[Opening TEXT SECTION section]

Soft Error

Introduction

A soft error in the context of this article, can be defined as an unintended change in electrical state of a device or circuit, that has an origin, external to the system’s designed inputs and outputs. A “soft” error is one which causes no direct permanent damage to the systems components, such that the unintended system behavior can be corrected with some form of “re-set”.

For real time systems, such as automated car navigation, biological assisting devices or commercial data centers, a soft error, whilst not permanently damaging the electronics, can have dangerous consequences if the error is not detected and corrected in real time. It is important, therefore, that the rate of these software “Failures In Time” (often referred to as the “FIT” rate), is fully characterized for critical systems. An unfortunate consequence resulting from device dimensional scaling to smaller geometries, is that all other things being equal, the soft error rate performance of any given circuit greatly deteriorates as devices shrink in size. Consequently, the most advanced process nodes, are those most at risk for such failures, which is why this topic is of increasing importance.

[Closing TEXT SECTION section]
[Opening DATA EXCERPTS section]

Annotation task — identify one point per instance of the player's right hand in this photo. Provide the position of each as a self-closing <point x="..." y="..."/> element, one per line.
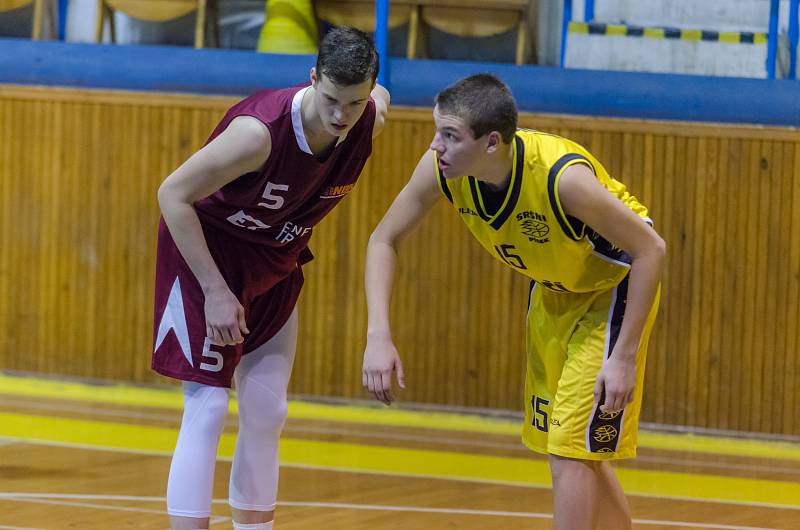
<point x="225" y="324"/>
<point x="380" y="360"/>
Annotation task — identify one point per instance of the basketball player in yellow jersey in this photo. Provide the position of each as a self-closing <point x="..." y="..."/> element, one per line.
<point x="541" y="205"/>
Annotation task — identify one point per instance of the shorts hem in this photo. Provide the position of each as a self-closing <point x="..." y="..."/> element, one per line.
<point x="252" y="507"/>
<point x="186" y="513"/>
<point x="190" y="377"/>
<point x="579" y="455"/>
<point x="585" y="455"/>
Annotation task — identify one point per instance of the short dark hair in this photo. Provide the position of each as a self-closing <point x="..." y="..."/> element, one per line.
<point x="347" y="56"/>
<point x="484" y="102"/>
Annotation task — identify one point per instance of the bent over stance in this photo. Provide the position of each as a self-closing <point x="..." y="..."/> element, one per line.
<point x="545" y="207"/>
<point x="237" y="218"/>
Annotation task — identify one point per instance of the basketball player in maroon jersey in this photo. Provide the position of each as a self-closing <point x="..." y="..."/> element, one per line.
<point x="237" y="217"/>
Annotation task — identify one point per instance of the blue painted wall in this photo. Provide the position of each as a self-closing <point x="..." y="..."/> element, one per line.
<point x="537" y="89"/>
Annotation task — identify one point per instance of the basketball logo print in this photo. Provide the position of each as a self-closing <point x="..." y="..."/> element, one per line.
<point x="609" y="415"/>
<point x="605" y="433"/>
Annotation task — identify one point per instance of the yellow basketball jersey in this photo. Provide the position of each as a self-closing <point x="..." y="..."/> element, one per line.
<point x="530" y="231"/>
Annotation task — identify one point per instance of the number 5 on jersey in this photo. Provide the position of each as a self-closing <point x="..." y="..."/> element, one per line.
<point x="274" y="202"/>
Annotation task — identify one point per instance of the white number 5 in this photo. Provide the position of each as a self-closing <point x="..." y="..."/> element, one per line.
<point x="274" y="201"/>
<point x="211" y="354"/>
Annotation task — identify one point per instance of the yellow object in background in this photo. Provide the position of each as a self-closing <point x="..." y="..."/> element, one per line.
<point x="290" y="27"/>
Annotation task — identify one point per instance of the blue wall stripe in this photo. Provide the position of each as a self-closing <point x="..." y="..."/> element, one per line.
<point x="415" y="82"/>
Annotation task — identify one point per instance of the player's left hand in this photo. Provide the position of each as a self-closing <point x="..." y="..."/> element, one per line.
<point x="617" y="379"/>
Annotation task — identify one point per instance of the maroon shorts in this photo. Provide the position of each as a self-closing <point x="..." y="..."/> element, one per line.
<point x="266" y="280"/>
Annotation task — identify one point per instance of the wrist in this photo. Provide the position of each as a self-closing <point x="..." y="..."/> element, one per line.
<point x="379" y="334"/>
<point x="212" y="287"/>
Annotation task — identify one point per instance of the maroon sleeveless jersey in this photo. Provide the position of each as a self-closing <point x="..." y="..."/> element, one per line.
<point x="257" y="228"/>
<point x="278" y="205"/>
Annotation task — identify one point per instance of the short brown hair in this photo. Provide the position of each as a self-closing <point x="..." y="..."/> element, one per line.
<point x="347" y="56"/>
<point x="484" y="102"/>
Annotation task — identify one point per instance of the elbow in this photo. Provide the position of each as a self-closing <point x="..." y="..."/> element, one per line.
<point x="378" y="239"/>
<point x="659" y="251"/>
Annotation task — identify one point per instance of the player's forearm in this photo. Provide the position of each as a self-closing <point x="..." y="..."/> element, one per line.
<point x="185" y="229"/>
<point x="378" y="280"/>
<point x="645" y="276"/>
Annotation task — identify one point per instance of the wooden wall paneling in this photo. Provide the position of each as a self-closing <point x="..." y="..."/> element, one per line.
<point x="792" y="373"/>
<point x="79" y="172"/>
<point x="714" y="295"/>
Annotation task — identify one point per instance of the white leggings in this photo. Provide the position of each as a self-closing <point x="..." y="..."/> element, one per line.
<point x="261" y="381"/>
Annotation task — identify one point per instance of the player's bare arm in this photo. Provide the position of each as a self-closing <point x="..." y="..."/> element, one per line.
<point x="582" y="196"/>
<point x="243" y="147"/>
<point x="410" y="206"/>
<point x="381" y="98"/>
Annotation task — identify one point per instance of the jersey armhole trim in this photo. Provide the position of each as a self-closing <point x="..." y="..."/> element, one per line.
<point x="572" y="227"/>
<point x="441" y="180"/>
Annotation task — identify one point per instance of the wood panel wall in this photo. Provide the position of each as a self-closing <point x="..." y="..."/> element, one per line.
<point x="78" y="174"/>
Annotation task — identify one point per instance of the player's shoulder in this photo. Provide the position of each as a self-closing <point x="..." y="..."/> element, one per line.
<point x="269" y="105"/>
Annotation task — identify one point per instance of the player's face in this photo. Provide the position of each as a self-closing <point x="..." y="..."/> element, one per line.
<point x="457" y="151"/>
<point x="339" y="106"/>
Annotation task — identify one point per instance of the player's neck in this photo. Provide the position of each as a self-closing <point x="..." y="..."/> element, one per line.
<point x="319" y="140"/>
<point x="497" y="172"/>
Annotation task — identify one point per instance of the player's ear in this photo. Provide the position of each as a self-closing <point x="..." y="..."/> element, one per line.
<point x="493" y="141"/>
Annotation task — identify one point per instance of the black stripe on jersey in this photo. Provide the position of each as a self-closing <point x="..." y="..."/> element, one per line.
<point x="443" y="185"/>
<point x="605" y="429"/>
<point x="519" y="167"/>
<point x="605" y="248"/>
<point x="576" y="224"/>
<point x="476" y="198"/>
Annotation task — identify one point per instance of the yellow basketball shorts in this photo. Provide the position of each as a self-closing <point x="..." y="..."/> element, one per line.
<point x="569" y="336"/>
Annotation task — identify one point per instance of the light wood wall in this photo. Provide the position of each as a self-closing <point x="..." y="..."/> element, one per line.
<point x="78" y="174"/>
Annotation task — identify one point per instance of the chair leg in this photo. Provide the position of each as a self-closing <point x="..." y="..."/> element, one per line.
<point x="36" y="31"/>
<point x="413" y="33"/>
<point x="200" y="25"/>
<point x="98" y="22"/>
<point x="522" y="31"/>
<point x="212" y="23"/>
<point x="111" y="24"/>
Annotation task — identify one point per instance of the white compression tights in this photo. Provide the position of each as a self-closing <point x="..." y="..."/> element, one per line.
<point x="262" y="378"/>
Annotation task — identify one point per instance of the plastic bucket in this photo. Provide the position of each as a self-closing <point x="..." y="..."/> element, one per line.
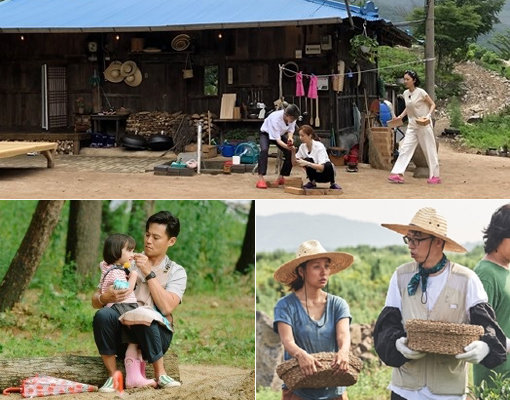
<point x="227" y="150"/>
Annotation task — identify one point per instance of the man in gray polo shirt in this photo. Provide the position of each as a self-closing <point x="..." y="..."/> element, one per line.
<point x="161" y="286"/>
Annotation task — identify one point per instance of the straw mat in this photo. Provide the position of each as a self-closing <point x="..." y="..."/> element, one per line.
<point x="291" y="373"/>
<point x="440" y="337"/>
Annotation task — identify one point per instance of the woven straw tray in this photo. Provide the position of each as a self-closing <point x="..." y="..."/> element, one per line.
<point x="293" y="377"/>
<point x="440" y="337"/>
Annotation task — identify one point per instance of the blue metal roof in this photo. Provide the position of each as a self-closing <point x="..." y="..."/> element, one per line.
<point x="156" y="15"/>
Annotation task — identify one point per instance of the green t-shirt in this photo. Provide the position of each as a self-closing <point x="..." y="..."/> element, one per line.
<point x="496" y="281"/>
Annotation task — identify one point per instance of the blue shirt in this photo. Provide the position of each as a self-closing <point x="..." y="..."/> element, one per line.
<point x="312" y="336"/>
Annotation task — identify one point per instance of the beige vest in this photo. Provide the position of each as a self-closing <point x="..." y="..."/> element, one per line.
<point x="442" y="374"/>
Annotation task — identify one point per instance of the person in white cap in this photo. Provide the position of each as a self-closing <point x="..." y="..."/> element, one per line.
<point x="434" y="288"/>
<point x="310" y="320"/>
<point x="494" y="272"/>
<point x="278" y="128"/>
<point x="418" y="105"/>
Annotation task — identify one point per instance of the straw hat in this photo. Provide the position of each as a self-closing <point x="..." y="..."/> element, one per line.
<point x="427" y="220"/>
<point x="112" y="73"/>
<point x="311" y="250"/>
<point x="181" y="42"/>
<point x="128" y="68"/>
<point x="134" y="79"/>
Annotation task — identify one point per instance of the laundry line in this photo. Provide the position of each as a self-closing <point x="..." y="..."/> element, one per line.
<point x="350" y="73"/>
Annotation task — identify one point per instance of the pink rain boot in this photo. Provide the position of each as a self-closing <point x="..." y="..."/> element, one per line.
<point x="134" y="377"/>
<point x="142" y="368"/>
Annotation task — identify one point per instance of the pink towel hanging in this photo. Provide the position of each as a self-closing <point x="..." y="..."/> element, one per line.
<point x="312" y="88"/>
<point x="300" y="90"/>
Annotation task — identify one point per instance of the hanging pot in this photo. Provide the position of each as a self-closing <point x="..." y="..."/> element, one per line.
<point x="187" y="73"/>
<point x="365" y="49"/>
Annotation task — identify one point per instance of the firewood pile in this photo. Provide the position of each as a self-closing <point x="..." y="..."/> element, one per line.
<point x="181" y="127"/>
<point x="65" y="147"/>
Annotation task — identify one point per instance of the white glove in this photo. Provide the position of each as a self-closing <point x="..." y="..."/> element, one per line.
<point x="401" y="345"/>
<point x="474" y="352"/>
<point x="302" y="163"/>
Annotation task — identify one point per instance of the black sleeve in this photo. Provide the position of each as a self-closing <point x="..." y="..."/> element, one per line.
<point x="483" y="314"/>
<point x="387" y="330"/>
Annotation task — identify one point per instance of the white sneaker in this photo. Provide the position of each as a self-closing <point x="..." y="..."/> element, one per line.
<point x="165" y="381"/>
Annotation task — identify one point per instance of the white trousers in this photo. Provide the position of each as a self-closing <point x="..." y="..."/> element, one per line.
<point x="423" y="135"/>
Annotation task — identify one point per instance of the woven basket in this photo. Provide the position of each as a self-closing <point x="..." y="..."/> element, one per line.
<point x="423" y="121"/>
<point x="291" y="373"/>
<point x="440" y="337"/>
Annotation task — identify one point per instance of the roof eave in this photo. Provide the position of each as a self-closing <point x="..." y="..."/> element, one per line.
<point x="190" y="27"/>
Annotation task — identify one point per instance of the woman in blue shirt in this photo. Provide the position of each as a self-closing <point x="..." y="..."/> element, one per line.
<point x="310" y="320"/>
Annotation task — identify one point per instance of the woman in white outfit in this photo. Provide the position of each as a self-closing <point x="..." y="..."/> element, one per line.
<point x="418" y="104"/>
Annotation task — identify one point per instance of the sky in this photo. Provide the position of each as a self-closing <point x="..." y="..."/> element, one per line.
<point x="466" y="218"/>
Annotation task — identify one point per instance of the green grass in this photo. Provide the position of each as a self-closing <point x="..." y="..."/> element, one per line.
<point x="209" y="330"/>
<point x="491" y="132"/>
<point x="214" y="324"/>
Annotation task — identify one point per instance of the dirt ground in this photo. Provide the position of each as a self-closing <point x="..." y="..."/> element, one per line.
<point x="464" y="175"/>
<point x="199" y="382"/>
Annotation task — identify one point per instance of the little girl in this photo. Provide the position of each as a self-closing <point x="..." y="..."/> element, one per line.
<point x="312" y="155"/>
<point x="118" y="253"/>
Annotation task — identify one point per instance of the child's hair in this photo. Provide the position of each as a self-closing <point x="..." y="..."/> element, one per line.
<point x="114" y="244"/>
<point x="173" y="226"/>
<point x="308" y="130"/>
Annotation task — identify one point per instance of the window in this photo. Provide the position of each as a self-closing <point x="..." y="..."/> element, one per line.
<point x="211" y="80"/>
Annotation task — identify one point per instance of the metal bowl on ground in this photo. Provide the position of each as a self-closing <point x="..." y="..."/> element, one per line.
<point x="134" y="142"/>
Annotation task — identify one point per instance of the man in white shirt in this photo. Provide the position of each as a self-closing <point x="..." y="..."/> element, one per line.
<point x="434" y="288"/>
<point x="278" y="128"/>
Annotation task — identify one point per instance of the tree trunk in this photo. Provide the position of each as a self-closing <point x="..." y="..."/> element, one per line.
<point x="83" y="235"/>
<point x="247" y="256"/>
<point x="84" y="369"/>
<point x="29" y="254"/>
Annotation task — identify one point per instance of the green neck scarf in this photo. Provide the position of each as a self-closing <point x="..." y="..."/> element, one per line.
<point x="423" y="274"/>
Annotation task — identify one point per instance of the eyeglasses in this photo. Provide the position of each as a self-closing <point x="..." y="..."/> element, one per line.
<point x="414" y="241"/>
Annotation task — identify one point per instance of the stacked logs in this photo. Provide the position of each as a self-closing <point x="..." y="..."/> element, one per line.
<point x="182" y="128"/>
<point x="155" y="122"/>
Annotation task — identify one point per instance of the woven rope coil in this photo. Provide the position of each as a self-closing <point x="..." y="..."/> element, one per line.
<point x="291" y="373"/>
<point x="440" y="337"/>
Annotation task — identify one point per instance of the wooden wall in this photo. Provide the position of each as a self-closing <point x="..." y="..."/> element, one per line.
<point x="253" y="54"/>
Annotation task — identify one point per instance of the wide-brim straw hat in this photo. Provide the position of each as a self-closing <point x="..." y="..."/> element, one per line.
<point x="112" y="73"/>
<point x="310" y="250"/>
<point x="427" y="220"/>
<point x="128" y="68"/>
<point x="180" y="42"/>
<point x="134" y="79"/>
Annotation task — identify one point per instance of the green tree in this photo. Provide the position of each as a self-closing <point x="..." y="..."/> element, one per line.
<point x="488" y="11"/>
<point x="501" y="41"/>
<point x="456" y="26"/>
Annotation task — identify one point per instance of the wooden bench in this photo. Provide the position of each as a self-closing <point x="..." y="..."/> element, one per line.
<point x="12" y="149"/>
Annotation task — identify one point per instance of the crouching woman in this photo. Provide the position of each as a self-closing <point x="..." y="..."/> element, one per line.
<point x="312" y="155"/>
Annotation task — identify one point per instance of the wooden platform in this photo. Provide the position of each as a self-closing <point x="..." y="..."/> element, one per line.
<point x="294" y="181"/>
<point x="75" y="137"/>
<point x="12" y="149"/>
<point x="312" y="192"/>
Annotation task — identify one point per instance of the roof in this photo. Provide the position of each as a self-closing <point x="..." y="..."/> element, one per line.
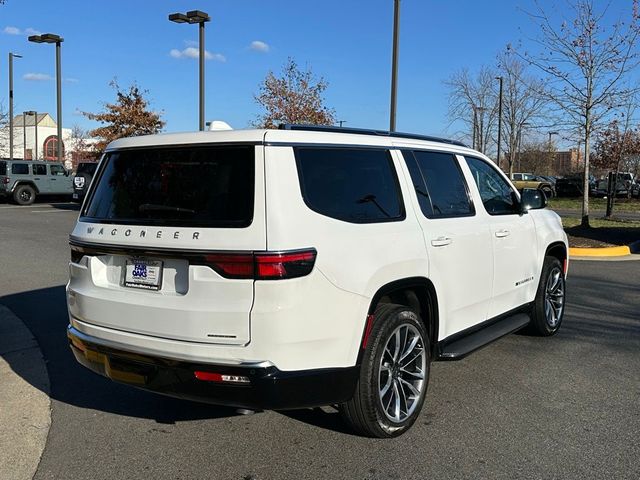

[Closing DATA EXCERPTS section]

• [INSTRUCTIONS]:
A. Does each statement agree with the soft error text? Answer yes or no for each, quoting the words of the text that decide it.
(i) A soft error directly causes permanent damage to the system's components.
(ii) The rate of these failures is often called the "FIT" rate.
(iii) A circuit's soft error rate performance improves as its devices shrink.
B. Go on with the soft error text from its final sentence.
None of these items is needed.

• [RESPONSES BY ITEM NUMBER]:
A.
(i) No: "causes no direct permanent damage to the systems components"
(ii) Yes: "often referred to as the “FIT” rate"
(iii) No: "greatly deteriorates as devices shrink in size"

B.
The “Failures In Time” or FIT rate is usually expressed as the number of device failures per one billion hours of operation. This may at first appear to be something that is very unlikely to ever happen, since one billion hours is over 100,000 years. However, a circuit need only consist of ten million devices, and an average FIT rate per device of unity, translates to the circuit suffering a soft error rate once every 100 hours of operation, or once every 4 days. For a number of applications, this error rate, if uncorrected, would be unacceptable. One error per year would be a more acceptable number.